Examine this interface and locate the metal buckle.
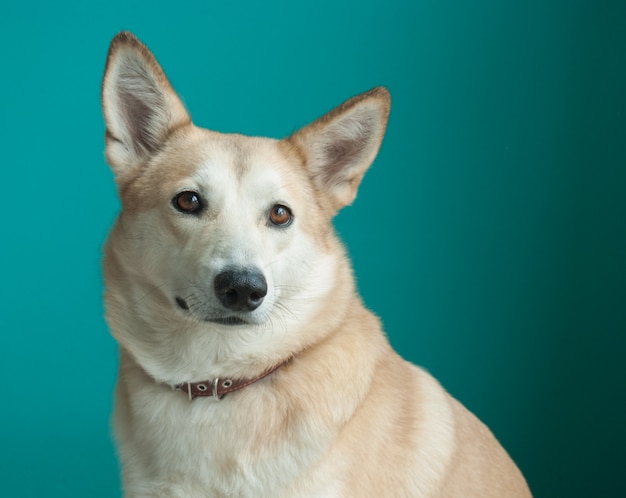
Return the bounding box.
[211,377,224,401]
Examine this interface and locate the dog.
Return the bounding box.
[102,32,530,498]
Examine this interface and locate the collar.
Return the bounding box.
[174,360,289,401]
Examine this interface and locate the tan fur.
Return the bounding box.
[102,33,530,498]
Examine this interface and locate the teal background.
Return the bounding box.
[0,0,626,498]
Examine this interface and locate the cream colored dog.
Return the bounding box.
[102,33,530,498]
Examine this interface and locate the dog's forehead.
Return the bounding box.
[183,134,299,198]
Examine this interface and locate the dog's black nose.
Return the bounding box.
[213,268,267,311]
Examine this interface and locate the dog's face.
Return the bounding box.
[102,33,389,382]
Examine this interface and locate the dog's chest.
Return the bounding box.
[118,386,338,497]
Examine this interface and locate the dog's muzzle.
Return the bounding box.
[213,268,267,311]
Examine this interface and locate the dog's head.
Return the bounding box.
[102,33,390,381]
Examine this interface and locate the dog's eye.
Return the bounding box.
[172,191,203,214]
[270,204,293,227]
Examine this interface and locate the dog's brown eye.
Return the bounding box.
[270,204,293,227]
[172,191,202,214]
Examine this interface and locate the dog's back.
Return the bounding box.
[103,33,530,498]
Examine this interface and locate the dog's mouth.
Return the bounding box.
[204,316,248,325]
[176,297,249,325]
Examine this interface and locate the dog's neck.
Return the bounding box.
[173,360,290,401]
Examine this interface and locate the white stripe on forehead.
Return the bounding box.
[186,135,292,205]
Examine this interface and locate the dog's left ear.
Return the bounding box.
[287,87,391,211]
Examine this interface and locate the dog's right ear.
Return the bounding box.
[102,31,191,177]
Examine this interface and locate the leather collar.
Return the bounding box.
[174,360,289,401]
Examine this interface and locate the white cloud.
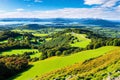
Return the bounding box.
[34,0,42,2]
[16,8,24,12]
[84,0,120,7]
[84,0,106,5]
[0,8,120,20]
[102,0,119,7]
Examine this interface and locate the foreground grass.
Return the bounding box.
[35,48,120,80]
[0,49,41,58]
[33,33,48,37]
[11,46,118,80]
[70,33,91,48]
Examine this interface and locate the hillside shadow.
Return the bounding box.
[7,65,34,80]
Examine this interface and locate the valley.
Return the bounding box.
[0,20,120,80]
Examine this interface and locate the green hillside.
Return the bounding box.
[35,48,120,80]
[70,33,91,48]
[0,49,41,58]
[12,46,118,80]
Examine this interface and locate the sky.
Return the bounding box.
[0,0,120,20]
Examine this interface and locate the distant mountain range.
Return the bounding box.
[0,18,120,27]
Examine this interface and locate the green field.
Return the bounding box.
[33,33,48,37]
[70,33,91,48]
[12,46,118,80]
[0,49,41,58]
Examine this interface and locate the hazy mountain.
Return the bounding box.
[0,18,120,27]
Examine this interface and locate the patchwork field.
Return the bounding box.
[0,49,41,58]
[11,46,118,80]
[70,33,91,48]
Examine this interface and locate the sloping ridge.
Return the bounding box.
[35,48,120,80]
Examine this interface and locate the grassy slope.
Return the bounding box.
[71,33,91,48]
[37,48,120,80]
[33,33,48,37]
[0,49,41,58]
[11,46,117,80]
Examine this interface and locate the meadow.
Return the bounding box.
[11,46,118,80]
[70,33,91,48]
[0,49,41,58]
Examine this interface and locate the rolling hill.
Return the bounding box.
[11,46,118,80]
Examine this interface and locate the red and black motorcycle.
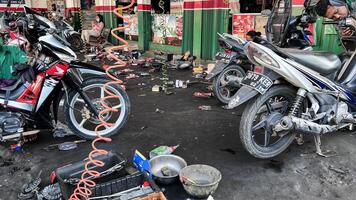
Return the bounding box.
[0,7,130,141]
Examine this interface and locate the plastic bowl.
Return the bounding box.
[179,165,221,198]
[150,155,187,185]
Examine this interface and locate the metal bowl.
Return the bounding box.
[179,165,221,198]
[150,155,187,185]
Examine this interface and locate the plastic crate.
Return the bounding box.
[135,192,167,200]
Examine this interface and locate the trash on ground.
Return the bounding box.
[205,63,216,74]
[198,105,212,111]
[125,74,139,79]
[150,155,187,185]
[175,80,190,89]
[155,108,164,114]
[40,183,62,200]
[53,122,74,138]
[140,72,150,76]
[193,92,213,98]
[193,66,204,74]
[133,150,152,177]
[179,165,222,198]
[18,170,42,200]
[44,140,86,151]
[152,85,162,92]
[329,165,347,175]
[10,142,22,152]
[150,145,179,158]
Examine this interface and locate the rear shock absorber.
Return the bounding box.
[69,0,135,200]
[289,88,307,117]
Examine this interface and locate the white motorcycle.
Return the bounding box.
[227,17,356,158]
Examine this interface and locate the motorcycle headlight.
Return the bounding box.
[245,42,279,68]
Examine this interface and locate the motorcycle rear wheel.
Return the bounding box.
[239,85,296,159]
[64,78,131,140]
[213,65,246,104]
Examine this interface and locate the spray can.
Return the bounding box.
[150,145,179,158]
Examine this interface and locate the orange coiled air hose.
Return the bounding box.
[69,0,135,200]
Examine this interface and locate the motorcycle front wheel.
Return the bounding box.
[239,85,296,159]
[213,65,246,104]
[64,79,131,140]
[66,34,84,51]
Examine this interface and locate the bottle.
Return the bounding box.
[150,145,179,158]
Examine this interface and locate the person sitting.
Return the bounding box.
[315,0,356,36]
[82,14,105,44]
[245,31,262,42]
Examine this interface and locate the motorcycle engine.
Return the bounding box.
[0,112,25,136]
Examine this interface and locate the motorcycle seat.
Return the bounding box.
[281,49,342,76]
[0,78,22,92]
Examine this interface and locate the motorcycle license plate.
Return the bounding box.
[215,52,232,60]
[242,71,273,94]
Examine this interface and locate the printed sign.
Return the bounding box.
[152,15,183,46]
[232,14,255,37]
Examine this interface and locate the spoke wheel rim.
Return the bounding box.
[69,84,127,136]
[251,97,290,148]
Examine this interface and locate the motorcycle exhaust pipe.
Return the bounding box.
[2,130,40,141]
[274,116,338,134]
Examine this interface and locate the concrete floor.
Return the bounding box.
[0,66,356,200]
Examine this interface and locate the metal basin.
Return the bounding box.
[150,155,187,185]
[179,165,221,198]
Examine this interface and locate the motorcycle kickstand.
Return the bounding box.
[314,134,337,158]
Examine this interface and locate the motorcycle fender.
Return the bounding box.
[226,69,280,109]
[77,68,106,80]
[227,86,259,109]
[52,91,64,123]
[205,62,231,80]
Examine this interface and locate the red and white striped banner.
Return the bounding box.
[137,0,150,11]
[95,0,116,12]
[184,0,229,10]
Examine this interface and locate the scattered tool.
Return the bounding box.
[44,140,86,151]
[193,92,213,98]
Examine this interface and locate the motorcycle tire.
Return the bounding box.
[64,78,131,140]
[213,65,246,104]
[239,85,296,159]
[66,34,84,51]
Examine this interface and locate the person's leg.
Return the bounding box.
[82,30,87,43]
[88,30,100,37]
[82,30,91,44]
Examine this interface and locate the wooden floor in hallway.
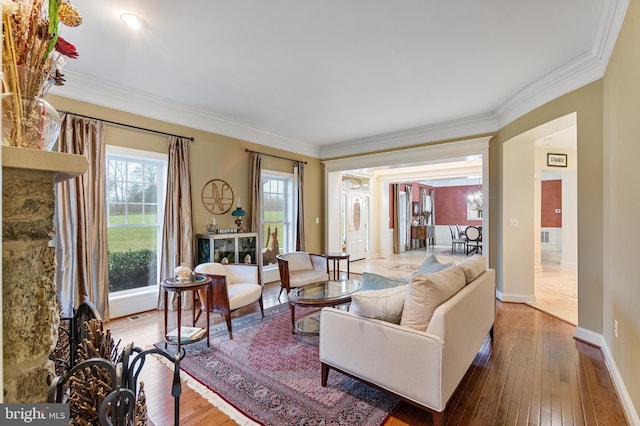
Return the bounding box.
[107,250,628,426]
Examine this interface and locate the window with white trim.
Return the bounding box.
[106,146,167,294]
[262,170,295,267]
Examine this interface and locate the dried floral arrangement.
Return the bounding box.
[2,0,82,148]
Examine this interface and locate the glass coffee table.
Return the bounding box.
[289,280,362,334]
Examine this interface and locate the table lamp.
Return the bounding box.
[231,207,247,232]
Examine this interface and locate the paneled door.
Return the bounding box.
[345,191,369,261]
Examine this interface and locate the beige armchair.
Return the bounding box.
[195,263,264,339]
[276,251,329,299]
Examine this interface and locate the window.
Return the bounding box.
[106,146,167,293]
[262,171,295,266]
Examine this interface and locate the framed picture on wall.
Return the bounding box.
[547,152,567,167]
[413,201,420,216]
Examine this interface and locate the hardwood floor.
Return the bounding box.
[107,254,628,426]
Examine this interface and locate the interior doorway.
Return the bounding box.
[323,137,490,262]
[501,113,578,325]
[345,190,369,261]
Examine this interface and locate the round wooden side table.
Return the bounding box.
[160,274,211,353]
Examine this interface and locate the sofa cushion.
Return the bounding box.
[289,269,329,288]
[362,272,409,290]
[286,252,313,272]
[459,254,487,284]
[400,265,465,331]
[349,284,408,324]
[415,254,453,274]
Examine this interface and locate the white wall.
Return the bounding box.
[500,138,540,302]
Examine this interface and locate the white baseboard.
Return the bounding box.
[576,327,640,425]
[496,290,536,303]
[109,286,159,319]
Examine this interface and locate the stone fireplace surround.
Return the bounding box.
[2,146,88,402]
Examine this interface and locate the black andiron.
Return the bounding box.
[47,304,185,426]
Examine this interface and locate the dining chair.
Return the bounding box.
[464,226,482,256]
[449,225,466,254]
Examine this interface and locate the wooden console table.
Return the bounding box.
[411,225,436,248]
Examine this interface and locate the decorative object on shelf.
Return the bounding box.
[2,0,82,149]
[413,201,420,216]
[207,217,216,234]
[200,179,233,215]
[175,263,193,282]
[231,198,247,232]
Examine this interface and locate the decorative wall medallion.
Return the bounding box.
[200,179,234,214]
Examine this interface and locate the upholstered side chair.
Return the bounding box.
[276,251,329,299]
[195,263,264,339]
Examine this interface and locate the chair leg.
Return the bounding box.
[320,362,329,388]
[224,312,233,340]
[278,286,284,302]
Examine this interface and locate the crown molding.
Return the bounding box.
[320,0,629,159]
[51,71,320,158]
[322,136,491,173]
[51,0,629,159]
[320,114,498,159]
[493,0,629,128]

· · · · ·

(Aim of the exercise): Can you print, unchanged, the lines from the one containing "Examine this interface and locate the motorcycle seat." to the one containing "[314,134,337,158]", with both of those lines included?

(Answer below):
Examine this interface and locate the motorcycle seat.
Return the bounding box.
[281,49,342,76]
[0,78,22,92]
Examine this interface and locate the motorcycle license plate.
Return the bounding box.
[215,52,232,60]
[242,71,273,94]
Examine this interface and locate the printed sign.
Return the bounding box.
[152,15,183,46]
[232,14,255,37]
Examine this interface and locate the spoke wheel rim.
Return the bounding box.
[69,84,127,136]
[251,97,290,148]
Examine this interface and locate the motorcycle exhaust pipe.
Return the bounding box.
[2,130,40,141]
[274,116,338,134]
Examine this interface and locate the concrete floor.
Return the bounding box.
[0,66,356,200]
Examine this interface and locate the metal basin.
Return the bounding box.
[150,155,187,185]
[179,165,221,198]
Examine this interface and locate the motorcycle kickstand.
Return the bounding box.
[314,134,337,158]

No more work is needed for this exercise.